**Task brief**. In the material below, rewrite only the part that opens with the line containing "Return one point per instance of the chrome wall" and runs through the end, switching "double vanity cabinet" to "bathroom vanity" and leaving everything else unchanged.

# start of Working data

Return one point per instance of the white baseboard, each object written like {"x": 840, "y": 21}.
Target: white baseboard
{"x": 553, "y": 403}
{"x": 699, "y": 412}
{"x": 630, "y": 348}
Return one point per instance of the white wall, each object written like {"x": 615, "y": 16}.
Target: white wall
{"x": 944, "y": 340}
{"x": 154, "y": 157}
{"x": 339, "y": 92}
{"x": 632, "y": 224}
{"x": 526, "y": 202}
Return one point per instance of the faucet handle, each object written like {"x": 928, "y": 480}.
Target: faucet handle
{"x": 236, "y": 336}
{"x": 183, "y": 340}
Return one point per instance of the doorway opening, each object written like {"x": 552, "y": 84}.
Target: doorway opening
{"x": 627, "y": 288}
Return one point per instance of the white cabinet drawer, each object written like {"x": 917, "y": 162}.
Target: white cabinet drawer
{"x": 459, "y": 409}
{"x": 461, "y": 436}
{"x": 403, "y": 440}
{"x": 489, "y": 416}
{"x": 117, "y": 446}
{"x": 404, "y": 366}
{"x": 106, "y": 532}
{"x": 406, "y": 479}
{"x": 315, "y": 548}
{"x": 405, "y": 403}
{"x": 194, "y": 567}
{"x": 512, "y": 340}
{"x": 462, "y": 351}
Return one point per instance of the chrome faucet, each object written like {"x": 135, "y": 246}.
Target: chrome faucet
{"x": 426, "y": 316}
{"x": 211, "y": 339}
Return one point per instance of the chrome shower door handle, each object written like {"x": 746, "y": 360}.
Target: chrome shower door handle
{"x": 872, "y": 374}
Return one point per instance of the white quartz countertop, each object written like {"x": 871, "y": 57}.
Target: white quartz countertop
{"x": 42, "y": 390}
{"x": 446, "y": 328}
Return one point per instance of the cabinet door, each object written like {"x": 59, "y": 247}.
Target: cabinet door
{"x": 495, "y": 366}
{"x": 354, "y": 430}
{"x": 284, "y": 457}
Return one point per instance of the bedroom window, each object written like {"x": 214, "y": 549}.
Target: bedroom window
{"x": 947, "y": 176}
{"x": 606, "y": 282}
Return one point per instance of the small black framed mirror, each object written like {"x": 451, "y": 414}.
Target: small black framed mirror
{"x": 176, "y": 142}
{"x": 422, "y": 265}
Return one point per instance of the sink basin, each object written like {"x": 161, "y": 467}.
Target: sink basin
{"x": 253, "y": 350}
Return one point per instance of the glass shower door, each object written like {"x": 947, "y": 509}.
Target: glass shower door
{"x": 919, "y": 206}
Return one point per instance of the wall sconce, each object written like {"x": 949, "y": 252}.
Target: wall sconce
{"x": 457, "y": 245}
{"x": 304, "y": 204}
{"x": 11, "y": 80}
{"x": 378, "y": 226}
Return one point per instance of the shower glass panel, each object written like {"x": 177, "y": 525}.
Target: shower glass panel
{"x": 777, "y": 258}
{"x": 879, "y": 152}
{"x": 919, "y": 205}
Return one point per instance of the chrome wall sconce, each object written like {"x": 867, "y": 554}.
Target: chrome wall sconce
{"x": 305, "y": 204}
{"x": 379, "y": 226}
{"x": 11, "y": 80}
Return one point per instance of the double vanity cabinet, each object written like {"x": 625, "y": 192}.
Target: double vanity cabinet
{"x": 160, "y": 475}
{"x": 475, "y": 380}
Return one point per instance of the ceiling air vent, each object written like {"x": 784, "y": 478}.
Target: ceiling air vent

# end of Working data

**Exercise solution**.
Return one point per instance of the chrome wall sconce, each object written like {"x": 867, "y": 554}.
Target: chrome wall sconce
{"x": 305, "y": 204}
{"x": 379, "y": 226}
{"x": 11, "y": 80}
Return one point per instance of the bathroom vanity, each object written like {"x": 625, "y": 192}.
Target: bathroom vanity
{"x": 160, "y": 475}
{"x": 475, "y": 380}
Return one point per instance of the ceiling air vent, each object written like {"x": 784, "y": 478}.
Target: ceiling air vent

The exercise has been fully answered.